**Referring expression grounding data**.
....
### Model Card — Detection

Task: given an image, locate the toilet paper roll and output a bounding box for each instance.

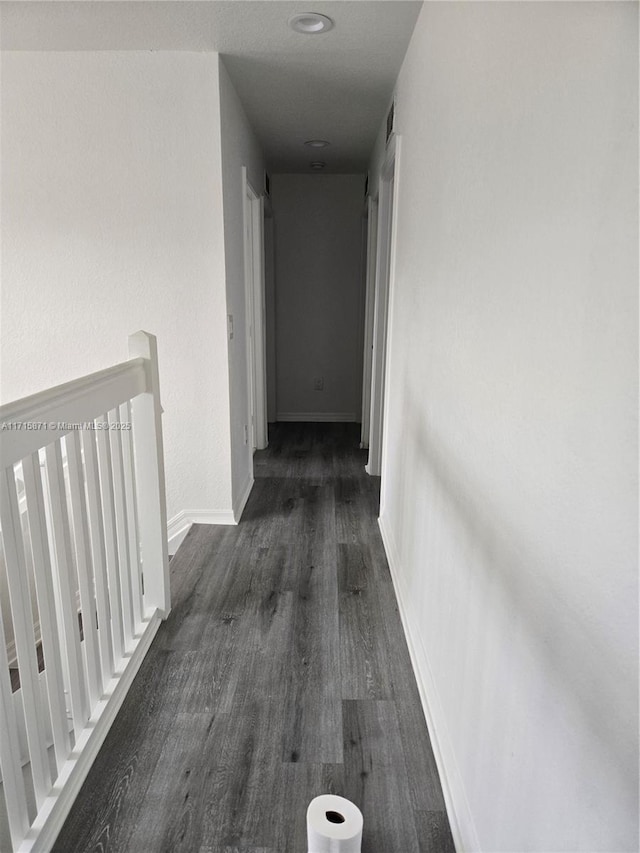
[307,794,363,853]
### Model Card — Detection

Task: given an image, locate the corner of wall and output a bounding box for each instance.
[217,54,266,527]
[233,471,254,523]
[167,507,238,556]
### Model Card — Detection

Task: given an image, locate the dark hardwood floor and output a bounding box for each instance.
[53,423,454,853]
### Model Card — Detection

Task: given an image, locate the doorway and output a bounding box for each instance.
[365,136,399,477]
[242,167,268,452]
[360,194,379,449]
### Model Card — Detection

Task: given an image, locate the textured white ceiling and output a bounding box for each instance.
[0,1,422,172]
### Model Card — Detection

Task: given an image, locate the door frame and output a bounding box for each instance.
[242,167,268,452]
[366,135,400,477]
[360,194,379,449]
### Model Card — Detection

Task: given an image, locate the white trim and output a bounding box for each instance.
[367,134,400,477]
[0,359,147,468]
[255,195,268,450]
[378,512,480,853]
[184,509,236,525]
[242,168,268,453]
[167,508,238,554]
[378,138,403,507]
[276,412,358,423]
[360,195,379,449]
[128,331,170,618]
[19,612,163,853]
[167,511,193,555]
[233,472,254,523]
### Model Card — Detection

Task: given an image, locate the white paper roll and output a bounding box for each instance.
[307,794,363,853]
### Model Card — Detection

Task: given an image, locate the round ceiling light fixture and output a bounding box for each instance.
[310,161,326,170]
[289,13,334,34]
[305,139,330,148]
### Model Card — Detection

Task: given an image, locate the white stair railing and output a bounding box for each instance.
[0,331,170,852]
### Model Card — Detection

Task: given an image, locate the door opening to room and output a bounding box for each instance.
[366,136,398,477]
[242,167,268,451]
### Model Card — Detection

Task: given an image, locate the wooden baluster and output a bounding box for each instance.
[0,601,30,851]
[95,415,124,664]
[0,465,51,807]
[65,432,102,708]
[108,410,134,650]
[22,451,71,773]
[81,429,114,684]
[44,440,89,733]
[120,401,143,633]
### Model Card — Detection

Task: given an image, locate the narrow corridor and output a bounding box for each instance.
[54,424,454,852]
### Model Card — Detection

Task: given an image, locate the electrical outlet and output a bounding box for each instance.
[244,424,248,445]
[313,377,324,391]
[227,314,234,340]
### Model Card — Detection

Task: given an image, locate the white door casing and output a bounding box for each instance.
[366,135,400,479]
[242,167,268,453]
[360,194,379,449]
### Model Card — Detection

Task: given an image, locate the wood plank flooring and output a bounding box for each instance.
[53,423,454,853]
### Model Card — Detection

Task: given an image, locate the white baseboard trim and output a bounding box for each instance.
[233,472,254,523]
[167,508,237,555]
[378,512,480,853]
[276,412,358,423]
[167,511,193,554]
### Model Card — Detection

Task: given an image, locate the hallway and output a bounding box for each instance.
[53,423,454,852]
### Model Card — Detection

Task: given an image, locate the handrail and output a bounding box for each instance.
[0,331,169,853]
[0,358,147,468]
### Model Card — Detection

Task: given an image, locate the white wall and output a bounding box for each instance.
[372,3,639,852]
[0,51,234,527]
[218,57,266,515]
[272,174,366,421]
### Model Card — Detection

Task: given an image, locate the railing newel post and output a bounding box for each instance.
[128,331,170,618]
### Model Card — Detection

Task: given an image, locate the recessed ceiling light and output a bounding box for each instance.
[305,140,330,148]
[289,13,334,34]
[310,161,326,170]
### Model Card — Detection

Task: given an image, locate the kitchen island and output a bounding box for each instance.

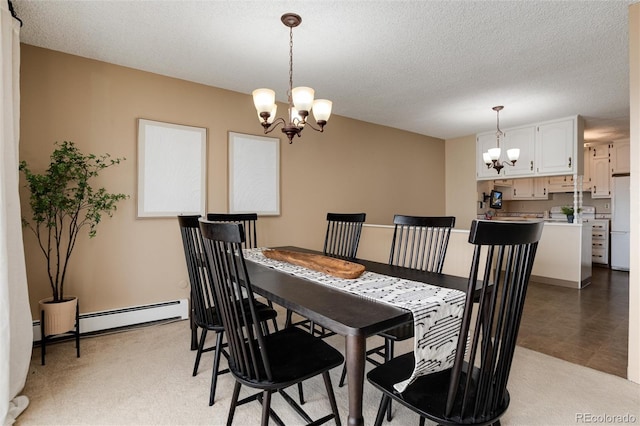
....
**GOAL OF THE EXERCISE**. Look for the line that contains "Task: given an image, locate the railing", then please copy it and the rest of the lines through the end of the data, pictures excluded.

**THE ANSWER**.
Task: given an image, locate the railing newel post and output a bounding box for each instance.
[128,331,170,618]
### Model Card — Detection

Task: given an image, locate the recessed ceiling light and output a bounding box for each instance.
[305,140,330,148]
[289,13,334,34]
[310,161,326,170]
### Model Card — Detection

Task: given an image, locate the kitchen island and output a bounding box for each instance.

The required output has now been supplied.